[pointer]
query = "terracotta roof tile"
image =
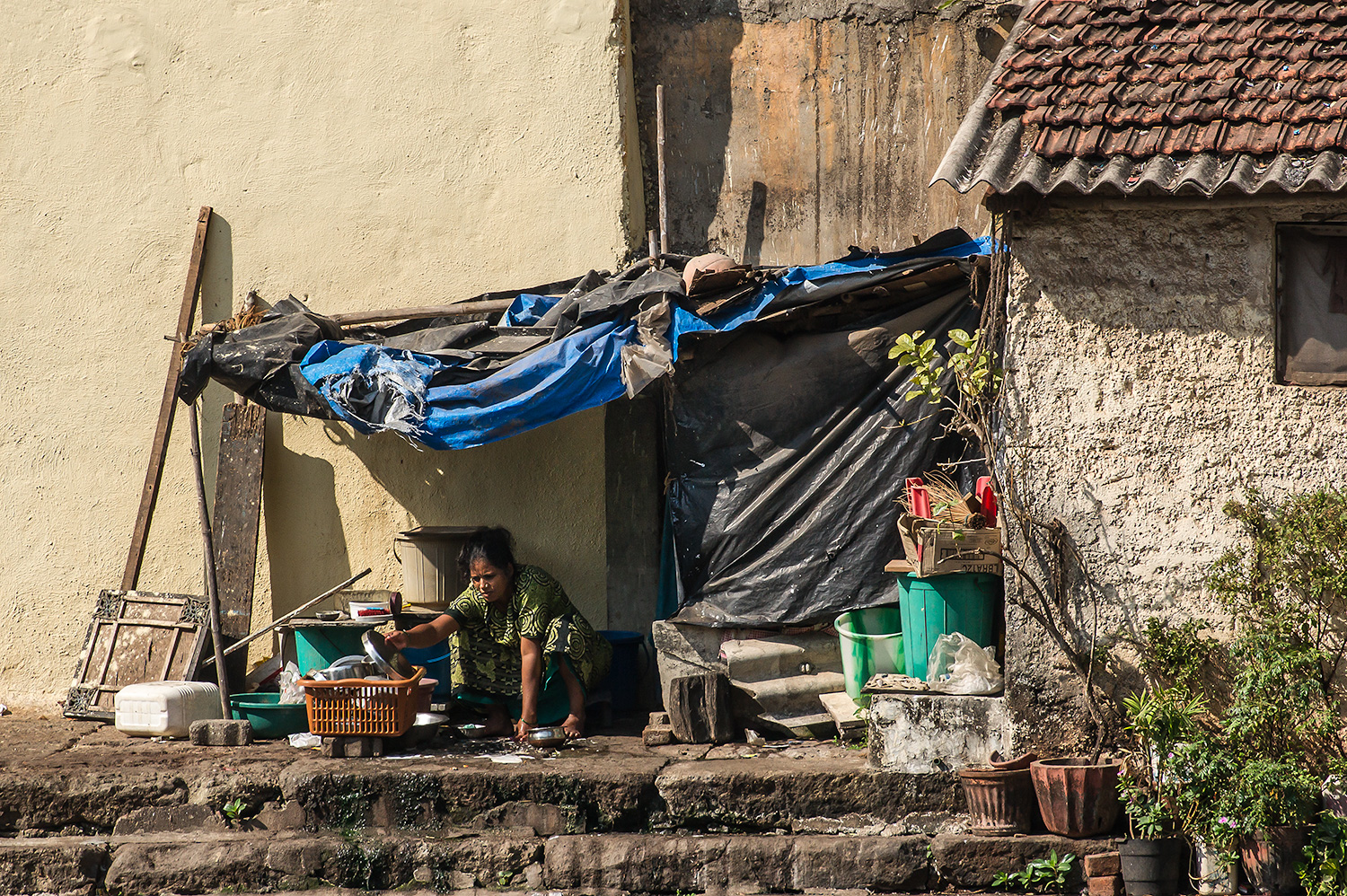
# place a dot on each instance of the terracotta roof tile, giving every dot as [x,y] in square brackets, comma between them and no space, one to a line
[1139,77]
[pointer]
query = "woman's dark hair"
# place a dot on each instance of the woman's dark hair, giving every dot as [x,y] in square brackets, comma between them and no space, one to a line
[493,545]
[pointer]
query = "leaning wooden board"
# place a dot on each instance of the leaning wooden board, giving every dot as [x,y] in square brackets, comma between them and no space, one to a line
[242,438]
[167,404]
[134,637]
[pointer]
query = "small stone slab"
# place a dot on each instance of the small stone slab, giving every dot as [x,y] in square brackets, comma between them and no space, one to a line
[1104,865]
[353,747]
[221,732]
[657,734]
[1110,885]
[973,863]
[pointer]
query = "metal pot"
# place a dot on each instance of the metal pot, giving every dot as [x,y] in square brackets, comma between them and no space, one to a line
[550,736]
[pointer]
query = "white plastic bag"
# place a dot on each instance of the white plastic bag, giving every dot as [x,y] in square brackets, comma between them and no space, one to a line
[290,689]
[959,666]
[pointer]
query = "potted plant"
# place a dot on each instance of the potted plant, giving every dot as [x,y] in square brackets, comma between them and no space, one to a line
[1206,769]
[1274,801]
[1158,721]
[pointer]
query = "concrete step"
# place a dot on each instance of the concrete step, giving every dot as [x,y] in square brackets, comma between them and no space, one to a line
[730,788]
[508,858]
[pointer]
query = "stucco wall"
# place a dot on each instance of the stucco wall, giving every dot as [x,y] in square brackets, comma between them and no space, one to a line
[797,129]
[360,154]
[1141,399]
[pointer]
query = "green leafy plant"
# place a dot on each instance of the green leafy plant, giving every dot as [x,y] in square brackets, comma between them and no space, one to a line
[234,809]
[1040,876]
[1325,869]
[1158,721]
[1287,589]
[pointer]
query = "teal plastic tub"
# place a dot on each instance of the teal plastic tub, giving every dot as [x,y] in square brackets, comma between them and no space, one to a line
[872,643]
[967,602]
[271,718]
[321,646]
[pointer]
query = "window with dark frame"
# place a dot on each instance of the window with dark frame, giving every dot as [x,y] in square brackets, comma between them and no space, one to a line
[1312,304]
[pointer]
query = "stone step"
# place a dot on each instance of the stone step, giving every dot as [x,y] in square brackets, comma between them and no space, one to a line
[744,793]
[509,858]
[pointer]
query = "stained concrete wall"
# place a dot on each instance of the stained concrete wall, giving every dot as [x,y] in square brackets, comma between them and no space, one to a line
[360,154]
[1141,396]
[797,129]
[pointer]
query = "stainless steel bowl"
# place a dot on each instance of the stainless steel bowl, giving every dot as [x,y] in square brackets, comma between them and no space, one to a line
[549,736]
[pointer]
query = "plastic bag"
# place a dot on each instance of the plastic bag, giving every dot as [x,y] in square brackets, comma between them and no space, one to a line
[290,689]
[959,666]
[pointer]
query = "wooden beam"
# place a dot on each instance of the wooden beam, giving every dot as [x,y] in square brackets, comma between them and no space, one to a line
[166,406]
[458,309]
[237,514]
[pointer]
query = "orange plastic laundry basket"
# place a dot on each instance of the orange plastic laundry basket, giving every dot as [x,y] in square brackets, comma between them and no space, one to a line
[361,707]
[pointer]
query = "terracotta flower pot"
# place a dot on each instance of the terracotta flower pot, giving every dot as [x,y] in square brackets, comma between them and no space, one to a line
[1269,858]
[1001,802]
[1077,799]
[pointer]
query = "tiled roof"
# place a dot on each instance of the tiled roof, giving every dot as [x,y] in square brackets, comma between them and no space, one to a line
[1237,86]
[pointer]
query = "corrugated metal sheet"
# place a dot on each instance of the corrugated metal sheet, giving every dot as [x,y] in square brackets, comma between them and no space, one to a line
[1174,96]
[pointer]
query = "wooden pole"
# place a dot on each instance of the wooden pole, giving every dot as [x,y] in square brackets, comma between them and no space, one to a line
[665,207]
[209,543]
[166,406]
[293,615]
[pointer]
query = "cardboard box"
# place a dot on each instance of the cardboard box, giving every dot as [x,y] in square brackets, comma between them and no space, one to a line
[946,550]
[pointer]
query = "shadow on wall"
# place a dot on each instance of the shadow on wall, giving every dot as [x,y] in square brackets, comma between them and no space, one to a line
[304,540]
[215,303]
[689,48]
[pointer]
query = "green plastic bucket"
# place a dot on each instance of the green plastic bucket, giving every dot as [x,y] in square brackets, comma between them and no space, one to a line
[872,643]
[939,605]
[321,646]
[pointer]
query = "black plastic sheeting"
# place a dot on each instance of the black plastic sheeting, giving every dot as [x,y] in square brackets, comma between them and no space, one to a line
[787,454]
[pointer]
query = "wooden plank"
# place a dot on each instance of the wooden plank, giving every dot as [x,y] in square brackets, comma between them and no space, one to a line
[166,406]
[237,514]
[460,309]
[132,637]
[846,715]
[700,709]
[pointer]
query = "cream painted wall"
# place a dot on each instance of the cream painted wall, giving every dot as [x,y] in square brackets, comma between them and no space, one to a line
[365,154]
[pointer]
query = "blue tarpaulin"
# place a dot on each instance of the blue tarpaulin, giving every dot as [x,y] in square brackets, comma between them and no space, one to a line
[374,387]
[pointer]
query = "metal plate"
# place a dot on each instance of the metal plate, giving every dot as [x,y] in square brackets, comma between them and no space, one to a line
[392,662]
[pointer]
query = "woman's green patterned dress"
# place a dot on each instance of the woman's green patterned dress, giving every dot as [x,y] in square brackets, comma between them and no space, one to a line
[484,654]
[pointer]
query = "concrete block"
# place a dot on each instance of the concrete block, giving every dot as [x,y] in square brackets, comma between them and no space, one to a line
[651,863]
[53,864]
[1102,865]
[657,734]
[927,733]
[153,820]
[1110,885]
[221,732]
[353,747]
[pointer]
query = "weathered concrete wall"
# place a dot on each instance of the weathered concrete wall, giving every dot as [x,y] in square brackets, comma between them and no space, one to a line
[363,154]
[795,129]
[1141,398]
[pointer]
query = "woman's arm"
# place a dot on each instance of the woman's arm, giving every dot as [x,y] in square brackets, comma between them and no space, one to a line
[530,683]
[426,634]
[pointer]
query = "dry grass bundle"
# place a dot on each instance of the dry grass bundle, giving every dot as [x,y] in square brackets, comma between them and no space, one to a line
[947,503]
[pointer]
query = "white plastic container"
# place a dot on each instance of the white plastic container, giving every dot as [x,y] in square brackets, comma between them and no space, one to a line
[164,709]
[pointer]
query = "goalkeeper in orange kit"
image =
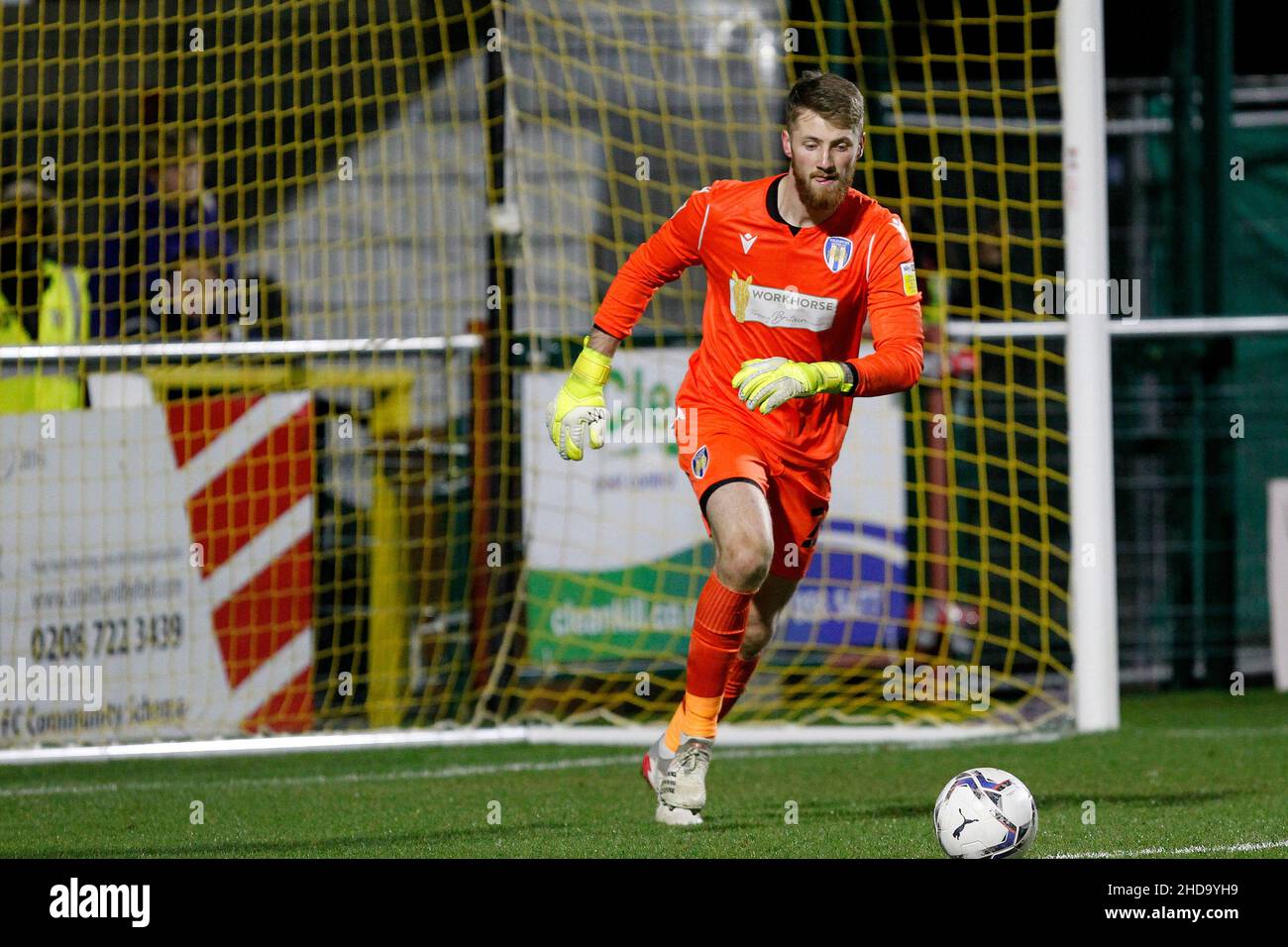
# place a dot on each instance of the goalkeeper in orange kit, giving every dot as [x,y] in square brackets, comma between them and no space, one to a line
[797,264]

### WHAT TO WORK ON
Extract every line of the material above that contains the string "bucket", matching case exactly.

### RESULT BELOW
query = "green plastic bucket"
# place a dot on each instance of the green plastic bucket, giving every dot as [x,y] in square brackets, comma between them and no space, one to a line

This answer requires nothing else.